FRAGMENT.
********************

Przejdź do głównej zawartości

"Psycho Killer"

Tina Weymouth (założycielka i basistka zespołu Talking Heads) powiedziała w jednym z wywiadów, że utwór powstał po tym, jak wokalista David Byrne, nasłuchawszy się Alice'a Coopera, chciał nagrać swoją własną "niegrzeczną piosenkę". I chyba nieźle mu poszło bo w tekście dostajemy niejako zapis myśli seryjnego zabójcy. Ponadto, żaden inny utwór grupy nie powtórzył już takiego sukcesu.

W pierwszej zwrotce poznajemy uczucia i emocje, jakie kłębią się w głowie mordercy. Jest niczym przewód elektryczny - niebezpieczny i pod nieustannym napięciem. Targają nim sprzeczne myśli. Nie potrafi się uspokoić. Nie może spać, normalnie żyć, jest nieustannie nabuzowany. Weymouth twierdziła, że Byrne chciał tutaj wykreować poczucie  rozdwojenia jaźni u swojego bohatera. Tytułowy zabójca ma dwoistą osobowość, nigdy nie wiadomo, która z nich dojdzie zaraz do głosu. David najpewniej chciał zwrócić uwagę na zaburzenia tożsamości, które sprawiają, że ludzie noszą w swoim umyśle kilka różnych osób. Ponieważ znalazł w literaturze, że wiąże się to często z mówieniem różnym głosem, w kilku językach, postanowił wstawić w piosence francuskojęzyczne fragmenty.

Seryjny morderca z tego utworu w momentach trzeźwości zdaje sobie sprawę ze swojego problemu. Wtedy każe ludziom wokół siebie uciekać, chce ochronić ich przed swoimi chorobliwymi potrzebami. Byrne wniknął tutaj w głąb umysłu osoby chorej i zdał sprawozdanie z jej niespójnych, uciążliwych myśli.

Wybór tego utworu do dzisiejszej publikacji niesie ryzyko, że większość z Was postawi diagnozę, że leczenie  w zakładzie zamkniętym jest dla mnie jedynym ratunkiem. Skojarzenia handlowców i sprzedaży z seryjnymi mordercami to przecież jawna oznaka ciężkiej choroby. Tego nie wykluczam, jednak postaram się trochę obronić.

Pierwszym punktem jest pewność, że moi czytelnicy to ludzie z poczuciem humoru i wiedzący co to metafora. Drugim natomiast przekonanie o Waszej biegłości w znajdowaniu analogii.

********************

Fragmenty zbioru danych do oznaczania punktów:

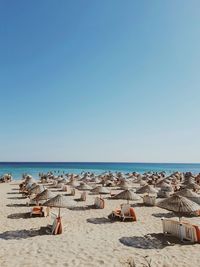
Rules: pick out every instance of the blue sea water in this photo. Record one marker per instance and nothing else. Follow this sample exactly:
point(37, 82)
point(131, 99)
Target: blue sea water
point(33, 168)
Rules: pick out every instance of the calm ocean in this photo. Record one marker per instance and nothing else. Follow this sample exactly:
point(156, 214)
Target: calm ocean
point(17, 169)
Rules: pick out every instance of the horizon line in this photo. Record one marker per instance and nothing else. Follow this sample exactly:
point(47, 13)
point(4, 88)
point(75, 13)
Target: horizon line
point(103, 162)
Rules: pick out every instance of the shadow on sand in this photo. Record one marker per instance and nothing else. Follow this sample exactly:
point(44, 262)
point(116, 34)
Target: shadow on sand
point(23, 234)
point(17, 197)
point(101, 220)
point(152, 241)
point(163, 215)
point(88, 207)
point(13, 193)
point(24, 215)
point(17, 205)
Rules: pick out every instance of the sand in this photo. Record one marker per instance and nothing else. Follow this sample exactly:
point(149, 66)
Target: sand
point(89, 238)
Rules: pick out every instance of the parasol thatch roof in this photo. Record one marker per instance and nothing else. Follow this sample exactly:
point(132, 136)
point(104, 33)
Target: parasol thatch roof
point(84, 187)
point(179, 204)
point(146, 189)
point(100, 190)
point(73, 183)
point(44, 195)
point(59, 201)
point(127, 194)
point(190, 195)
point(36, 189)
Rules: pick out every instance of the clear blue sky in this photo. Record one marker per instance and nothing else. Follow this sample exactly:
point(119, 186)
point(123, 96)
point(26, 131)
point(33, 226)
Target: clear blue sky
point(100, 80)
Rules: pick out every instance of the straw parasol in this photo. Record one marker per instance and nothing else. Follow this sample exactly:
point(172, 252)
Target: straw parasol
point(84, 187)
point(59, 201)
point(44, 195)
point(146, 189)
point(100, 190)
point(179, 205)
point(189, 194)
point(128, 195)
point(73, 183)
point(37, 189)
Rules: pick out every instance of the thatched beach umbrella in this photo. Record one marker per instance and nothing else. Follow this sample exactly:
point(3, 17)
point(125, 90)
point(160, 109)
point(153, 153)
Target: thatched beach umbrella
point(179, 205)
point(84, 187)
point(146, 189)
point(100, 190)
point(44, 195)
point(73, 183)
point(37, 189)
point(189, 194)
point(128, 195)
point(59, 201)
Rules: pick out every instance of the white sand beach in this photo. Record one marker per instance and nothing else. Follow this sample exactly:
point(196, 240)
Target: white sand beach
point(89, 237)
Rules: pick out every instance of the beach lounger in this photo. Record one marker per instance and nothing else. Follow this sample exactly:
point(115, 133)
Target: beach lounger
point(73, 192)
point(149, 200)
point(126, 212)
point(112, 194)
point(182, 230)
point(83, 196)
point(64, 188)
point(99, 203)
point(38, 211)
point(56, 227)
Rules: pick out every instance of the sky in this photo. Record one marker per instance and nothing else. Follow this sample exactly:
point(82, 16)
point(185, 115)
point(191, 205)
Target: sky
point(100, 80)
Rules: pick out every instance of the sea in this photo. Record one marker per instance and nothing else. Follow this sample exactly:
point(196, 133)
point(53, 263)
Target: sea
point(34, 168)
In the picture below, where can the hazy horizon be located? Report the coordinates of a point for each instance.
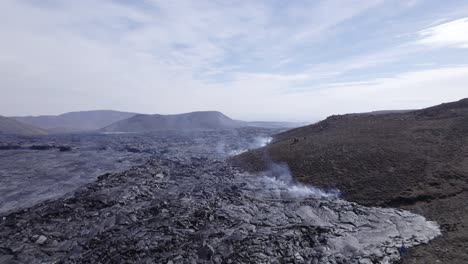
(254, 60)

********************

ZADANIE.
Dlaczego według tekstu o piosence „Psycho Killer” David Byrne wstawił do utworu francuskojęzyczne fragmenty?

WYNIK ZADANIA.
Znalazł w literaturze, że zaburzenia tożsamości często wiążą się z mówieniem różnym głosem, w kilku językach.